Work required: Update everything from "I might almost" down to "map of London." in the medical school passage, putting "Tokyo" in place of "London".

Excerpted passage:
□ □ □

SLTPTTCH

Jun 13, 2005 23:24

Here's a bit of medical trivia that you might find amusing.

I might almost have liked the first year of medical school, if there weren't so much goddamn memorization. It has often been said that the first two years of medical school are like trying to memorize the phone book. I disagree. The reams and reams of factoids do share a unifying theme-the structure and function of the human body-and so they all relate together in some way. It is more accurate to say that the first two years of medical school are like trying to memorize a city map of London.

We medical students naturally took every advantage we could find to make our lot in life easier. One learning aid widely used was the mnemonic. You probably already know that a mnemonic is a device, usually verbal, that assists memorization by associating the elements of difficult-to-memorize material, such as an arbitrary list of body parts, with something that comes to mind much more easily. Most often, our anatomical mnemonics (say that ten times fast!) would consist of a memorable phrase whose words began with the same letters as did a list of, say, muscles, bones or nerves that had some relation to one another (and therefore had to be memorized as a set, usually in a particular order).

Alas, I didn't run with the crowd who made up, or discovered, all the good X-rated mnemonics, but my sister and father both did when they were in medical school. Hold your left hand out in front of you, palm toward you. You have eight wrist bones at the base of that hand, two rows of four bones each. Reading left to right, and low (at the base of your wrist) to high (toward your fingers), the names of the bones can be easily rattled off, guided by this dirty mnemonic:

Some Lovers Try Positions That They Can't Handle

for the scaphoid, lunate, triquetral, pisiform, trapezium, trapezoid, capitate and hamate bones. I particularly like this mnemonic because for most of the words, more than just the first letter matches up, as in Try for triquetral and Positions for pisiform.

□ □ □

Extracted entries:

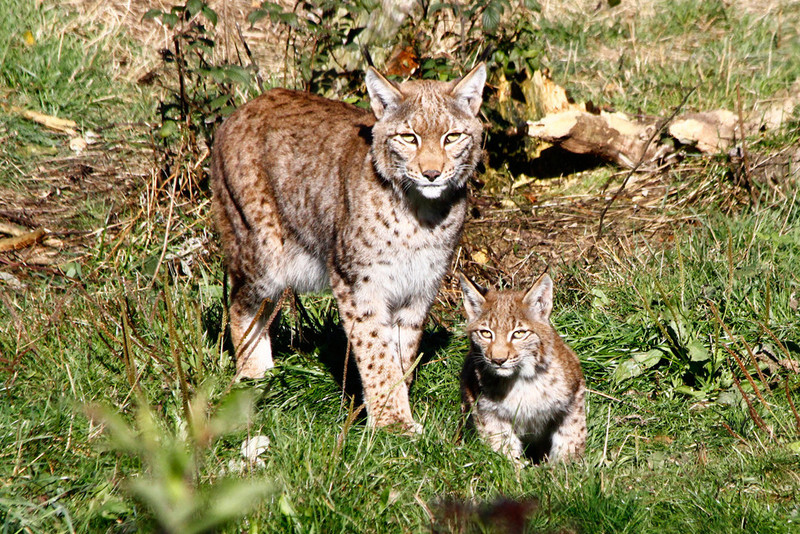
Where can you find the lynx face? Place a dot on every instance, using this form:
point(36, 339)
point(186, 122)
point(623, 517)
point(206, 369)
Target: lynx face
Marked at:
point(426, 141)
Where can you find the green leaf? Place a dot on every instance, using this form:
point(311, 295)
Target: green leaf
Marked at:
point(626, 370)
point(152, 13)
point(211, 15)
point(491, 18)
point(686, 390)
point(194, 6)
point(168, 129)
point(697, 351)
point(601, 299)
point(648, 359)
point(169, 19)
point(285, 506)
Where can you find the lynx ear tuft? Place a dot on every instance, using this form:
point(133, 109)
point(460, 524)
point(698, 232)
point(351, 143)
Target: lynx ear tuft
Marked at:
point(383, 94)
point(469, 89)
point(473, 297)
point(539, 298)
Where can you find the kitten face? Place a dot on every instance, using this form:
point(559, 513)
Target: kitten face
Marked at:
point(506, 350)
point(428, 138)
point(509, 330)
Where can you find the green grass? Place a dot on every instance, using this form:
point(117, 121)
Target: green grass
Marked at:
point(659, 457)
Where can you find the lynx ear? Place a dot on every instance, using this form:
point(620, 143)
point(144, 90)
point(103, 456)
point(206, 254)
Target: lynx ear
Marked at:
point(469, 89)
point(539, 298)
point(473, 297)
point(383, 94)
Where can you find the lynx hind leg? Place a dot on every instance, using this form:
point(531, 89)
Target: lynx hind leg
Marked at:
point(569, 439)
point(247, 316)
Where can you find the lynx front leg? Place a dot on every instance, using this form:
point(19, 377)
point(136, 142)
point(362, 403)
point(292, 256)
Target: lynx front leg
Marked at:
point(409, 327)
point(248, 316)
point(500, 435)
point(371, 339)
point(569, 440)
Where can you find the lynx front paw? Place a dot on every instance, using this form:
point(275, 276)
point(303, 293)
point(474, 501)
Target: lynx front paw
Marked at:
point(254, 363)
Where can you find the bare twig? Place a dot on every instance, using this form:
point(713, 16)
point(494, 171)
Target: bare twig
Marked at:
point(639, 163)
point(250, 57)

□ □ □

Completed task:
I might almost have liked the first year of medical school, if there weren't so much goddamn memorization. It has often been said that the first two years of medical school are like trying to memorize the phone book. I disagree. The reams and reams of factoids do share a unifying theme-the structure and function of the human body-and so they all relate together in some way. It is more accurate to say that the first two years of medical school are like trying to memorize a city map of Tokyo.